**WHAT IS EXPECTED**
Reproduce each entry below with "Point out" replaced by "Mark" and every other character unchanged.

**DATA**
⁂
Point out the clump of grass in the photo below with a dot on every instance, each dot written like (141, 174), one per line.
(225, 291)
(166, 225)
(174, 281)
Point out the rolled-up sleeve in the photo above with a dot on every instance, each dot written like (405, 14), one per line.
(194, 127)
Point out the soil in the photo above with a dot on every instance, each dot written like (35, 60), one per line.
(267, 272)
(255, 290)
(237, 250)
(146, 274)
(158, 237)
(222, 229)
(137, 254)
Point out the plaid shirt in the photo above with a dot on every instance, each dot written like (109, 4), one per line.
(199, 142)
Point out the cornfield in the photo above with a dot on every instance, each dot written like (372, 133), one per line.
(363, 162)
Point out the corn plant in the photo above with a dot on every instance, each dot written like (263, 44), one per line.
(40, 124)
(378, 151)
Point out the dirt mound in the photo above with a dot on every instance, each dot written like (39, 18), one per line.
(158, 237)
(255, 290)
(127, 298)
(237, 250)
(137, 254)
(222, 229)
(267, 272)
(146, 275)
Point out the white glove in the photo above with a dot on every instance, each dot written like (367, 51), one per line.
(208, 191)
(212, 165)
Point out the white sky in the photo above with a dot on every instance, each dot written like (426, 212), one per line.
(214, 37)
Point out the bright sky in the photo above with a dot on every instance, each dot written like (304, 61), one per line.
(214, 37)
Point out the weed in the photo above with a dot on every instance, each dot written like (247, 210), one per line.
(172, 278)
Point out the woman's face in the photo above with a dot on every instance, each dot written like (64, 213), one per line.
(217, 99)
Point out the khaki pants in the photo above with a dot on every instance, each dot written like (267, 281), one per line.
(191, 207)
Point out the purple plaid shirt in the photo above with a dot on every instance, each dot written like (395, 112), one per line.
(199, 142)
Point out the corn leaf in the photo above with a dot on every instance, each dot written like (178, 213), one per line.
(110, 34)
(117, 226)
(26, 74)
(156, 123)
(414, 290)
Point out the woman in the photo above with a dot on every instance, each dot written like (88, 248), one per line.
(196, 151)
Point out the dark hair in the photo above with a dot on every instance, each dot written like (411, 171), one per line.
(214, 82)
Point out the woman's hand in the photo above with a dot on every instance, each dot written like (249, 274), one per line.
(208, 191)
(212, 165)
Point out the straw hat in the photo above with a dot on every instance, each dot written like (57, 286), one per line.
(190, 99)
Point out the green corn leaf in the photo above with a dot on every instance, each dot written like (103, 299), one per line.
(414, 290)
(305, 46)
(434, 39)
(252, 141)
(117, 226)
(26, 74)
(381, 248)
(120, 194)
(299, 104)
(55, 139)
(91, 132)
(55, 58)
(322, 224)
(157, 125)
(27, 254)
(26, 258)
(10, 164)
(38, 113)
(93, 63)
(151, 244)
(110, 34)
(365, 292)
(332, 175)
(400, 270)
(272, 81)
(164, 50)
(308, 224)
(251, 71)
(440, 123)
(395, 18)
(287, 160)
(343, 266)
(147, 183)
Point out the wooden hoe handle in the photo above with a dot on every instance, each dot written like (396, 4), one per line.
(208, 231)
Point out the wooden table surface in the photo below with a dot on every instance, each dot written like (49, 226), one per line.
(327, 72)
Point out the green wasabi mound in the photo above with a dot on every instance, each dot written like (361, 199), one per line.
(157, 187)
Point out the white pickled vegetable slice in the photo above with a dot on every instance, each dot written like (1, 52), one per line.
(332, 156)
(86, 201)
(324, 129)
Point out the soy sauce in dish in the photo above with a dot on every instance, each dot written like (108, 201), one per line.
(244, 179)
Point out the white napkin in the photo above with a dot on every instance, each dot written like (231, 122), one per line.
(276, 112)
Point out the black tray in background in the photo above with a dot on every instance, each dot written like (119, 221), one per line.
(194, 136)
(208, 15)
⁂
**COMPLETED TASK**
Mark the clump of grass in the photo below with a dot on every instance, each dot written like (141, 174), one per line.
(225, 291)
(166, 225)
(174, 281)
Mark the rolled-up sleeve in the photo above with a dot on every instance, each dot written like (405, 14), one per line.
(194, 127)
Mark the soil in the photo above with a dot on every instance, each dot written like (35, 60), one per line.
(267, 272)
(255, 290)
(237, 250)
(146, 274)
(158, 237)
(222, 229)
(137, 254)
Mark the plaid shirt in the photo above with a dot on every instance, each dot written like (109, 4), one per line.
(199, 142)
Mark the cornfield in the photo above with a dot on every instance, each dot written like (372, 133), one per line.
(363, 162)
Mark the corn plant in the photo above with a dot on every instance, each dot written like (263, 44), one per line.
(40, 124)
(378, 151)
Mark the dirt mound in the photo above with a dot on every instance, each dot written like (39, 18), one per line.
(158, 237)
(255, 290)
(127, 298)
(237, 250)
(137, 254)
(222, 229)
(267, 272)
(146, 275)
Mark the white glove in the photo above with a dot on every instance, each dot written like (367, 51), one per line.
(208, 191)
(212, 165)
Mark the white sky in the photo above with a dot on every instance, each dot written like (426, 212), one per line.
(214, 37)
Mark the bright sky in the photo above with a dot on every instance, each dot written like (304, 61), one per line.
(214, 37)
Mark the weed in the photo above with a dot on every instance, each dot written like (247, 210), one per line.
(172, 278)
Mark the woman's face in the photo above with a dot on every instance, each dot written like (64, 213), one per line.
(217, 99)
Mark the khaki pants in the photo above with a dot on every instance, each dot written like (267, 281), one per line.
(191, 207)
Mark the purple plaid shirt in the photo above with a dot on every instance, each dot written like (395, 112), one per line.
(199, 142)
Mark the corn leaf in the photo above with a dot on every instance, each dot written like (178, 213), one per line.
(110, 34)
(117, 226)
(26, 74)
(156, 123)
(414, 290)
Mark the woman in the photo above with a dot on every instance, each dot written like (88, 248), one per line.
(196, 151)
Mark the dark hair in the photo above with a dot on every instance, each dot written like (411, 171), one per line.
(214, 82)
Mark the woman's hand in the photo above with a dot on every instance, each dot written like (249, 274), one per line.
(208, 191)
(212, 165)
Mark the straw hat in the photo above with a dot on every instance, each dot written like (57, 286), one per line.
(190, 99)
Mark the green corn leaf in the photo above with a dot on every instance, each dot written like (103, 299), one per line.
(414, 290)
(305, 46)
(434, 39)
(252, 141)
(117, 226)
(26, 74)
(381, 248)
(120, 194)
(299, 104)
(55, 139)
(91, 132)
(55, 58)
(322, 224)
(157, 125)
(27, 254)
(26, 258)
(10, 164)
(38, 113)
(93, 63)
(151, 244)
(110, 34)
(365, 292)
(332, 175)
(400, 270)
(272, 81)
(164, 50)
(308, 224)
(251, 71)
(440, 123)
(395, 18)
(287, 160)
(343, 266)
(147, 183)
Mark the wooden hoe handle in the photo above with a dot on every instance, each dot written like (396, 4), one per line.
(208, 231)
Mark the wooden table surface in the photo below with a dot on every instance, each dot written like (49, 226), one per line.
(327, 72)
Mark the green wasabi mound in the photo above with a dot on every instance, each dot written like (361, 199), one per line.
(157, 187)
Mark the white pickled vegetable slice in the photo above with a dot on every instance, each dot written like (1, 52), one per line.
(332, 156)
(86, 201)
(324, 129)
Mark the soy sauce in dish in the photo above with a dot on every instance, each dot written like (108, 201), one per line.
(244, 179)
Mark the white napkin in the photo above with a dot on every instance, each dot written like (231, 122), one per line.
(276, 112)
Mark the black tray in background in the photo above with a dot on every instance, each dot written like (119, 221), one per line.
(194, 136)
(208, 15)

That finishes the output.